**DATA FOR THIS TASK**.
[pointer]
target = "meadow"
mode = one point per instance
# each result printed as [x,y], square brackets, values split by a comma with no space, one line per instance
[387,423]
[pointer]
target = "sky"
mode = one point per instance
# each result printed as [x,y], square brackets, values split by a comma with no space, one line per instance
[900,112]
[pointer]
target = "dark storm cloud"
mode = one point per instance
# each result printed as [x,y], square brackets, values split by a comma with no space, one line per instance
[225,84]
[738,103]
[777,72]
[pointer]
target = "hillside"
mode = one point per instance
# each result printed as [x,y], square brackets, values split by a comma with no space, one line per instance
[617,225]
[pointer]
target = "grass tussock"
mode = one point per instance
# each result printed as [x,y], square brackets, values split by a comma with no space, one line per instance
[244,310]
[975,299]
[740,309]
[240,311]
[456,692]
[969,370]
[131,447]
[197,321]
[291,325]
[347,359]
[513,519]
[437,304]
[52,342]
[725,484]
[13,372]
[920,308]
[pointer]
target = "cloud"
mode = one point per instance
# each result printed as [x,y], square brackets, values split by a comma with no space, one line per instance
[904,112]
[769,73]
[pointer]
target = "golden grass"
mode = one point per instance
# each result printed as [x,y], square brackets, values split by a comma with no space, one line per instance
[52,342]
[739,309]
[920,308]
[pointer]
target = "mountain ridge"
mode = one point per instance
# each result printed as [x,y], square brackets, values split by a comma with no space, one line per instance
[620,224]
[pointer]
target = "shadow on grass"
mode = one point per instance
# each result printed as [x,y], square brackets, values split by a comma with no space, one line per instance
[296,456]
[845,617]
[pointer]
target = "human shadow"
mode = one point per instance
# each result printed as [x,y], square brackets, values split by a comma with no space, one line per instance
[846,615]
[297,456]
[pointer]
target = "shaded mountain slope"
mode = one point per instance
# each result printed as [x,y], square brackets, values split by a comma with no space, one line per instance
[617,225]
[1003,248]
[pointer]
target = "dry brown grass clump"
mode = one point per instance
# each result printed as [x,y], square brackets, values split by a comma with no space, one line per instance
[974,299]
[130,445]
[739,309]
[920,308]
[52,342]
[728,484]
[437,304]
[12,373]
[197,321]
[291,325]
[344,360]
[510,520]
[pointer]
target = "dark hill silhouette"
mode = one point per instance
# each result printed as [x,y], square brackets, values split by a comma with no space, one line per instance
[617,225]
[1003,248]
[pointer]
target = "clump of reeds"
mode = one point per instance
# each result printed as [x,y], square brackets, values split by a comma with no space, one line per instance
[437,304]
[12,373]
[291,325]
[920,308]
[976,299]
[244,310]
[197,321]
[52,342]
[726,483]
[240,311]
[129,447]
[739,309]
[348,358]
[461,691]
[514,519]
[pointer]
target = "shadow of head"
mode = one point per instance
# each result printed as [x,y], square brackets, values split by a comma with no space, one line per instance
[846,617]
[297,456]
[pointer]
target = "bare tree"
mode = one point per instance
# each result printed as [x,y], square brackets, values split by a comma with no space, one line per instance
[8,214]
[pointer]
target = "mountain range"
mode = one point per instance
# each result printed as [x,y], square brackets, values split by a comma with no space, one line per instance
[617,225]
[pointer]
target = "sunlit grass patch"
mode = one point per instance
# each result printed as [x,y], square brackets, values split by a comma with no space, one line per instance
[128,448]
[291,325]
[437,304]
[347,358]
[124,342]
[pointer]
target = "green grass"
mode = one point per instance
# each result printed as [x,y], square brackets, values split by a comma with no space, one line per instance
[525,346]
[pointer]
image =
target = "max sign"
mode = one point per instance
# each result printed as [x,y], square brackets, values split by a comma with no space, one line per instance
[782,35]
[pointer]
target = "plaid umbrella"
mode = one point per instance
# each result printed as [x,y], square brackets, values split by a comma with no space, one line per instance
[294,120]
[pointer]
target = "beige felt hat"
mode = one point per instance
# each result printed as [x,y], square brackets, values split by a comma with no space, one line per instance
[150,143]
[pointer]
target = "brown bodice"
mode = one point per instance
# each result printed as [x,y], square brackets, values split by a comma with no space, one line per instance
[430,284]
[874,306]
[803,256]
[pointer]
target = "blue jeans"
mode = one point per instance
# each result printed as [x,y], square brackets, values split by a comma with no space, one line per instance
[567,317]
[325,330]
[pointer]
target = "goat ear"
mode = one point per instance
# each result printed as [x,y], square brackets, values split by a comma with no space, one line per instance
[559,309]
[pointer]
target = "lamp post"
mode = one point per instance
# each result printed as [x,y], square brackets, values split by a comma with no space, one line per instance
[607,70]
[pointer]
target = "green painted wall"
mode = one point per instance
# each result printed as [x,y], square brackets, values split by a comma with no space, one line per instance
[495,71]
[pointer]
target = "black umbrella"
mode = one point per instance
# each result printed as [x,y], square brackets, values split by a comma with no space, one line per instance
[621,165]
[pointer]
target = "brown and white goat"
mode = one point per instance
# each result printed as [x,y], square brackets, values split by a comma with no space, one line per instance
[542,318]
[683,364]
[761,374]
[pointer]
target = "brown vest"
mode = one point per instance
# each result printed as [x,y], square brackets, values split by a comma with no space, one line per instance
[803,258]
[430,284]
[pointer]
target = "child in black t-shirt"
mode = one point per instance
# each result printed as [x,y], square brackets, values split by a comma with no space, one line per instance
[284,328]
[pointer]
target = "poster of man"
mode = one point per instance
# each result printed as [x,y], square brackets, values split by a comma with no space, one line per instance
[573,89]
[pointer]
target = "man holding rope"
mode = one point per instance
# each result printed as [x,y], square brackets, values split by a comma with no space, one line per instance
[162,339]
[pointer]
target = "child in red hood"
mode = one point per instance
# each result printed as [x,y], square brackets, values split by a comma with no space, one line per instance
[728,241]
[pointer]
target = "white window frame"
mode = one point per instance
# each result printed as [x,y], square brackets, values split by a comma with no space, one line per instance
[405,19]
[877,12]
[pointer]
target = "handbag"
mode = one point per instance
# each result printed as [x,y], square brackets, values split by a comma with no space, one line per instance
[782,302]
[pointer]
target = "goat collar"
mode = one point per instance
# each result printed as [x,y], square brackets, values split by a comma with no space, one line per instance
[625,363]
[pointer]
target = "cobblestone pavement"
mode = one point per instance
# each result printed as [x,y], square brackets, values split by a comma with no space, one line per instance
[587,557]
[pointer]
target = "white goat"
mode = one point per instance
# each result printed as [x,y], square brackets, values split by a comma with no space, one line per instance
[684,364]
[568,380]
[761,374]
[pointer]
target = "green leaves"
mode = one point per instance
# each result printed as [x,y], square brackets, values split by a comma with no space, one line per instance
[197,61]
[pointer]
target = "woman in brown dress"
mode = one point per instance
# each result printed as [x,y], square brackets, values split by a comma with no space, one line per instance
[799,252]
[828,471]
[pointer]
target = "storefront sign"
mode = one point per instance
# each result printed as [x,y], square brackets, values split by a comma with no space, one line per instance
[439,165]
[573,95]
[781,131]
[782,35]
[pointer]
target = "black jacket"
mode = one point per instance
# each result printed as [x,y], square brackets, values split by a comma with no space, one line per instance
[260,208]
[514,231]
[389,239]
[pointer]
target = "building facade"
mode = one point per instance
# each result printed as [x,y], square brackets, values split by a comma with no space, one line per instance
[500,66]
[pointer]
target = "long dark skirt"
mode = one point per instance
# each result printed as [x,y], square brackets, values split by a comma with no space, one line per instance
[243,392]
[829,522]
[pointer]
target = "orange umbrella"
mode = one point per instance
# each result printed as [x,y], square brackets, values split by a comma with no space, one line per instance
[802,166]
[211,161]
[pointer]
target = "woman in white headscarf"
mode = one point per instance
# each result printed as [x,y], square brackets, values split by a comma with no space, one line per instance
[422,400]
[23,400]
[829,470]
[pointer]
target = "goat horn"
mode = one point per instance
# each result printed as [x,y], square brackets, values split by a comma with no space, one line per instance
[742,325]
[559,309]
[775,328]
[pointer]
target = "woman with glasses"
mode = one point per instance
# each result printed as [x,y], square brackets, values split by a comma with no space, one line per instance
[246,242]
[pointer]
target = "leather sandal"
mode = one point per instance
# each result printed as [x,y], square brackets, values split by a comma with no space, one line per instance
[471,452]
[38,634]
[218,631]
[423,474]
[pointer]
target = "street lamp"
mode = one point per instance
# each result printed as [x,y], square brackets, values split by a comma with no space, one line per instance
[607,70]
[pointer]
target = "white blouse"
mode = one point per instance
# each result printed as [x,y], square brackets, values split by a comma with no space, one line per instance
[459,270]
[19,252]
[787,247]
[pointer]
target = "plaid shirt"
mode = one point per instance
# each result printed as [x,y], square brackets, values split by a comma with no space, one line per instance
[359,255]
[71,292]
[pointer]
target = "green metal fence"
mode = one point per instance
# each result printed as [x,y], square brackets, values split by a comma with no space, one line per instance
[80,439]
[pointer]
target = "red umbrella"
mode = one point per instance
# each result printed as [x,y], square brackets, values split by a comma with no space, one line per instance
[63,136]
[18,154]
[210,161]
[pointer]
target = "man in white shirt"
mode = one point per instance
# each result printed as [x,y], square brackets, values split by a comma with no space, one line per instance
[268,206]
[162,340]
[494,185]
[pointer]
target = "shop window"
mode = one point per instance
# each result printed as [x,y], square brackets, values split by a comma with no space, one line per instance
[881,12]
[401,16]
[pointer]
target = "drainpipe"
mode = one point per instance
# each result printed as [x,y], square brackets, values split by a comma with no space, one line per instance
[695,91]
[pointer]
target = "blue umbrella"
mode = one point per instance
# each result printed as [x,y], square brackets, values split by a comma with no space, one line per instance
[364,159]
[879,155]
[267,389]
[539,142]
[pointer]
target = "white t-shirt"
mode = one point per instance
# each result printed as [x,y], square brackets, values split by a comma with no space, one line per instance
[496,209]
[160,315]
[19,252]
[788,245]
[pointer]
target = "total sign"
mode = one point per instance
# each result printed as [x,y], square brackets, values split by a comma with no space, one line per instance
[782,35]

**HOW TO COMPLETE THIS TASK**.
Wherever the string "plaid" appears in the data above, report the whole line.

**EXERCISE SOLUTION**.
target = "plaid umbrella"
target = "plaid shirt"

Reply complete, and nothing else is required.